## THE EXERCISE
Copy out all the entries word for word.

SUPPLIED MATERIAL start

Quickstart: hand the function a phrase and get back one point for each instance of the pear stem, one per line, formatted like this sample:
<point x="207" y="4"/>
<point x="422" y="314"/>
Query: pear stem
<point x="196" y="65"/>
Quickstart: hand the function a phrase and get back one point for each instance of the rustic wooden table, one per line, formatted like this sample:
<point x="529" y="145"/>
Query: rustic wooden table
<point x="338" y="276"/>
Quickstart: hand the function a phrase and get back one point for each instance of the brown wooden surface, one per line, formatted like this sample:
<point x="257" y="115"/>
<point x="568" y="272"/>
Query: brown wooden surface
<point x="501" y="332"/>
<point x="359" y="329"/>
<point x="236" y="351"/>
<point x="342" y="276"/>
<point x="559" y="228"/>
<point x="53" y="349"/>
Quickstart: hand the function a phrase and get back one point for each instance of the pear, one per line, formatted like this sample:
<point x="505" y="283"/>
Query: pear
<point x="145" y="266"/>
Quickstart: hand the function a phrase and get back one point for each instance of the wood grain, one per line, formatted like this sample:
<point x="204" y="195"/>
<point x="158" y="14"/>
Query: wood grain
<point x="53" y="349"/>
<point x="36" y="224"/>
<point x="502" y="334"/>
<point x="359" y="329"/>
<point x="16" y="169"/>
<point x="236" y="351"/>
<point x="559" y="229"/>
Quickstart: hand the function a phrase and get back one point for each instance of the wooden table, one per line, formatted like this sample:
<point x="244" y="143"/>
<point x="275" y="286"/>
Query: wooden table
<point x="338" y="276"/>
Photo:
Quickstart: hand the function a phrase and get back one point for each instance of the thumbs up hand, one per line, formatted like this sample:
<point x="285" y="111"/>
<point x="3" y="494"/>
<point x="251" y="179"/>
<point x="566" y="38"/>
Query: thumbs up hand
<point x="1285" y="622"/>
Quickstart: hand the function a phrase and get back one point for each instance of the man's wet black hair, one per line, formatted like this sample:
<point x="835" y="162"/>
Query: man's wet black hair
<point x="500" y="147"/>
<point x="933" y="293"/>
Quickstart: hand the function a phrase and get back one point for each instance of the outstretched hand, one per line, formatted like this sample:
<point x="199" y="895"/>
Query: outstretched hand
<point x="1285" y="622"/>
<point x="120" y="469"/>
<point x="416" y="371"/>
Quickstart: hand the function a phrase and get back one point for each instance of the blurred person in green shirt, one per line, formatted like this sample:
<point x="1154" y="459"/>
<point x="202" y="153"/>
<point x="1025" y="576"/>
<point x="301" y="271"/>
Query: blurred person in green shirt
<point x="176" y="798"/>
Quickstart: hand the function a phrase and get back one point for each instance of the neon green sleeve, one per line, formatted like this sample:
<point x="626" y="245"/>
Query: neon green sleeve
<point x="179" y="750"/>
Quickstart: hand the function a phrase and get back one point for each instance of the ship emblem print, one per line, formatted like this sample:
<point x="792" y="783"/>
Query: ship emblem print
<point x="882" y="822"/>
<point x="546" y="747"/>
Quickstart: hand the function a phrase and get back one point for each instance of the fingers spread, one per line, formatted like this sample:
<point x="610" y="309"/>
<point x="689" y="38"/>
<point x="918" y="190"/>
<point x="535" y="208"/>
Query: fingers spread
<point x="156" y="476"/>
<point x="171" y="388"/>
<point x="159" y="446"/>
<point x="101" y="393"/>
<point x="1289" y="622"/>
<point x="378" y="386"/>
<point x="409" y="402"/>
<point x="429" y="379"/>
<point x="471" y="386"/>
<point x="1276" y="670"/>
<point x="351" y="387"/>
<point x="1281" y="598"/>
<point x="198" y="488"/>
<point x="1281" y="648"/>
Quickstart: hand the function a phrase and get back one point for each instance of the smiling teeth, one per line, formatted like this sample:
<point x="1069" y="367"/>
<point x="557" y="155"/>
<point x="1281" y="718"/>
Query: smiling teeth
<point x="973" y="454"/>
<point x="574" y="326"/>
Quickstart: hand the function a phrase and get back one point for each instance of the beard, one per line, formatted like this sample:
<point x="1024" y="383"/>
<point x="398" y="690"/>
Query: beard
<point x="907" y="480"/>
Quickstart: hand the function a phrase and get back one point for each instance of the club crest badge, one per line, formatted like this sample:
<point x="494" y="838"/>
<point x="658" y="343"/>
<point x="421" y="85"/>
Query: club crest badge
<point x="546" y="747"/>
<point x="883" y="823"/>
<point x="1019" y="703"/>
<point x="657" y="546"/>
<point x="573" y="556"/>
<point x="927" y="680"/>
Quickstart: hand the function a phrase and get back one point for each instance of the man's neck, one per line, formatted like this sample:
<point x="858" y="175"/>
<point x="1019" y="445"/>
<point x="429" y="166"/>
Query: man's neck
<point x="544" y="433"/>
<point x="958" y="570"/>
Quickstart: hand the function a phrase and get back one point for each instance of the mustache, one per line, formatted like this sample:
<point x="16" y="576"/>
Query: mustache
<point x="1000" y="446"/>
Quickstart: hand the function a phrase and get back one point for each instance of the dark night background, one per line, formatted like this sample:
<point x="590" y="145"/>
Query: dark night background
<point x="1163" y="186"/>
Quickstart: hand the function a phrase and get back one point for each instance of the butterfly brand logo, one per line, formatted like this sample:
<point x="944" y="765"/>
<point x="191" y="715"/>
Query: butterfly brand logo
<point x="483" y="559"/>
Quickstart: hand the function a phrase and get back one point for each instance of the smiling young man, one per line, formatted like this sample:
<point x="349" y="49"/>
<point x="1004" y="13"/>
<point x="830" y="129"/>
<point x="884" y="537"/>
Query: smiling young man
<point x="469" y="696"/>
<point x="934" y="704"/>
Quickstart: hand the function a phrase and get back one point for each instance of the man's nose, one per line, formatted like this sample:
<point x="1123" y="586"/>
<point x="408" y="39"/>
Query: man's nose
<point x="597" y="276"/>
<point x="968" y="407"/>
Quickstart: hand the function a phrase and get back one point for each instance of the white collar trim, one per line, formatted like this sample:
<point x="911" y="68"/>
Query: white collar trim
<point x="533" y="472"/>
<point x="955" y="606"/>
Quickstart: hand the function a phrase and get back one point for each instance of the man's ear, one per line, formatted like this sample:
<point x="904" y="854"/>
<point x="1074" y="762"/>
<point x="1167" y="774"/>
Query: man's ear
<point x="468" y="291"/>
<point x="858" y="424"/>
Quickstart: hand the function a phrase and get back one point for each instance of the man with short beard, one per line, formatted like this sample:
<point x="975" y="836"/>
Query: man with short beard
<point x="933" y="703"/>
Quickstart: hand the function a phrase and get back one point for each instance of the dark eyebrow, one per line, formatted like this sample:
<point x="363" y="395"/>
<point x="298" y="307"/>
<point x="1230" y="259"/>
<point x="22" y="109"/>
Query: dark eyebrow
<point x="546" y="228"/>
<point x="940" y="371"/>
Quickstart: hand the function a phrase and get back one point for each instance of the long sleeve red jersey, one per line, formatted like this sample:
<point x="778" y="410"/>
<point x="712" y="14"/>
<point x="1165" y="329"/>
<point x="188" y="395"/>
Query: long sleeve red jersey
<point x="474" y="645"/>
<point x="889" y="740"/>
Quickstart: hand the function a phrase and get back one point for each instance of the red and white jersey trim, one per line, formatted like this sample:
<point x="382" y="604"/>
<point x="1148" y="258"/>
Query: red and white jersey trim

SUPPLIED MATERIAL end

## FINISHED TASK
Quickstart: hand the function a phrase and get back one point for each instance of the pear stem, one per line, formatted like this sample:
<point x="207" y="4"/>
<point x="422" y="314"/>
Query: pear stem
<point x="196" y="65"/>
Quickstart: hand the function a phrase and get back one point for each instance of the rustic wooden table, one per line, formatted like this sample:
<point x="529" y="145"/>
Query: rustic wooden table
<point x="338" y="276"/>
Quickstart: hand the function a phrase and get back one point for each instance of the brown wooden surface, one per line, formatted like this sample:
<point x="257" y="115"/>
<point x="568" y="272"/>
Query: brown wooden surface
<point x="501" y="332"/>
<point x="359" y="329"/>
<point x="236" y="351"/>
<point x="342" y="276"/>
<point x="559" y="228"/>
<point x="53" y="349"/>
Quickstart: hand the function a phrase and get back one point for each instance of the pear, one per line, formatted like this sample:
<point x="505" y="283"/>
Query: pear
<point x="145" y="266"/>
Quickstart: hand the function a phrase and get back one point for each instance of the wood grain, one per line, formatted like this sample:
<point x="204" y="195"/>
<point x="158" y="14"/>
Query: wood grain
<point x="53" y="349"/>
<point x="36" y="224"/>
<point x="502" y="334"/>
<point x="359" y="329"/>
<point x="16" y="169"/>
<point x="236" y="351"/>
<point x="559" y="229"/>
Quickstart: hand the function a phrase and get back one point for each instance of the wooden table, one per line, formatted like this sample:
<point x="244" y="143"/>
<point x="275" y="286"/>
Query: wooden table
<point x="338" y="276"/>
Photo:
Quickstart: hand the function a phrase and get back one point for each instance of the thumbs up hand, one per line, formatted like this sample:
<point x="285" y="111"/>
<point x="3" y="494"/>
<point x="251" y="179"/>
<point x="566" y="38"/>
Query: thumbs up hand
<point x="1285" y="622"/>
Quickstart: hand the function a phrase and get back one point for each instance of the man's wet black hair, one per line, formatted like this sample:
<point x="835" y="162"/>
Query: man's wet black hair
<point x="500" y="147"/>
<point x="933" y="293"/>
Quickstart: hand the function a phrase and get back one point for each instance of the outstretched hand, one per line, formatted like this sample:
<point x="199" y="895"/>
Query: outstretched hand
<point x="1285" y="622"/>
<point x="120" y="469"/>
<point x="416" y="371"/>
Quickstart: hand the function a phrase and get back one point for each instance of the blurred person in green shirt, one per line, formatted like this sample:
<point x="1154" y="459"/>
<point x="202" y="153"/>
<point x="1025" y="576"/>
<point x="301" y="271"/>
Query: blurred person in green shirt
<point x="176" y="798"/>
Quickstart: hand the function a phrase and get back one point for each instance of the neon green sleeve, one per line, formatted like this sample:
<point x="626" y="245"/>
Query: neon green sleeve
<point x="179" y="750"/>
Quickstart: hand the function a phrase and get back one point for each instance of the ship emblem print, one per line, formatted like this sample:
<point x="792" y="783"/>
Query: ship emblem print
<point x="882" y="822"/>
<point x="546" y="747"/>
Quickstart: hand the function a phrase and get back one point for each instance of the fingers spread, one per line, formatted like this sample:
<point x="610" y="309"/>
<point x="689" y="38"/>
<point x="918" y="190"/>
<point x="535" y="208"/>
Query: fingers spread
<point x="156" y="476"/>
<point x="171" y="388"/>
<point x="159" y="446"/>
<point x="101" y="393"/>
<point x="1289" y="622"/>
<point x="378" y="386"/>
<point x="409" y="402"/>
<point x="429" y="379"/>
<point x="471" y="386"/>
<point x="1276" y="670"/>
<point x="351" y="387"/>
<point x="1281" y="598"/>
<point x="198" y="488"/>
<point x="1281" y="648"/>
Quickstart: hand the function a phrase and get back one point for each instance of the smiling teeth, one per line, formatted like this sample:
<point x="1069" y="367"/>
<point x="557" y="155"/>
<point x="1281" y="718"/>
Query: smiling teeth
<point x="973" y="454"/>
<point x="574" y="326"/>
Quickstart: hand the function a phrase and get back one point for each instance of the beard, one per line, formatted like this sample:
<point x="1024" y="383"/>
<point x="398" y="690"/>
Query: beard
<point x="907" y="480"/>
Quickstart: hand the function a phrase and get back one point for each instance of the club crest badge, one per line, formatted like this sample:
<point x="494" y="838"/>
<point x="658" y="343"/>
<point x="421" y="85"/>
Query: club crest badge
<point x="546" y="747"/>
<point x="883" y="823"/>
<point x="1019" y="703"/>
<point x="657" y="546"/>
<point x="573" y="556"/>
<point x="927" y="680"/>
Quickstart: hand the function a phrase and get back one point for each instance of the man's neck, one per line, formatted like this sample:
<point x="858" y="175"/>
<point x="1019" y="445"/>
<point x="429" y="166"/>
Query: man's neck
<point x="544" y="433"/>
<point x="958" y="570"/>
Quickstart: hand the function a phrase and get back one point for each instance of the mustache, one per line, formatted like this sample:
<point x="16" y="576"/>
Query: mustache
<point x="1000" y="446"/>
Quickstart: hand the function a phrase and get back one point for each instance of the dark night background, one per line, formatted like this sample:
<point x="590" y="145"/>
Query: dark night background
<point x="1163" y="186"/>
Quickstart: hand the function a phrase and get back one point for each instance of the butterfly brand logo, one per line, formatted like this sample:
<point x="944" y="765"/>
<point x="191" y="715"/>
Query: butterfly brand logo
<point x="483" y="559"/>
Quickstart: hand the function a phrase and get back one point for each instance of the smiling young man, one per line, formatted like this sample:
<point x="349" y="49"/>
<point x="1004" y="13"/>
<point x="830" y="129"/>
<point x="884" y="537"/>
Query: smiling young man
<point x="469" y="696"/>
<point x="934" y="704"/>
Quickstart: hand the function a phrase and get back one point for each instance of the man's nose, one per line, formatted like this sample:
<point x="1123" y="586"/>
<point x="408" y="39"/>
Query: man's nose
<point x="597" y="276"/>
<point x="968" y="407"/>
Quickstart: hand the function a phrase and get back one point for each instance of the white collar trim, one per line, formatted like this sample:
<point x="911" y="68"/>
Query: white collar trim
<point x="533" y="472"/>
<point x="955" y="606"/>
Quickstart: hand the function a phrase and get back one point for each instance of the man's ear, one per line, formatted like this sample:
<point x="904" y="854"/>
<point x="1074" y="762"/>
<point x="1167" y="774"/>
Query: man's ear
<point x="468" y="291"/>
<point x="858" y="424"/>
Quickstart: hand the function a phrase and get back one point for each instance of the man with short beard, one per line, formatted like this sample:
<point x="975" y="836"/>
Query: man with short beard
<point x="933" y="703"/>
Quickstart: hand the function a phrase and get back one point for each instance of the dark eyebrow, one per line, formatted like this sample:
<point x="363" y="395"/>
<point x="298" y="307"/>
<point x="1230" y="259"/>
<point x="22" y="109"/>
Query: dark eyebrow
<point x="546" y="228"/>
<point x="940" y="371"/>
Quickstart: hand the function a phrase and get back one point for each instance of the long sleeve red jersey, one per line, formatted like this sample:
<point x="778" y="410"/>
<point x="712" y="14"/>
<point x="1165" y="329"/>
<point x="188" y="395"/>
Query: long sleeve red jersey
<point x="474" y="645"/>
<point x="889" y="740"/>
Quickstart: hand the function a phrase and get back one point for each instance of the red and white jersey trim, one per line, formatted like this sample:
<point x="382" y="604"/>
<point x="1148" y="258"/>
Query: red and white jersey trim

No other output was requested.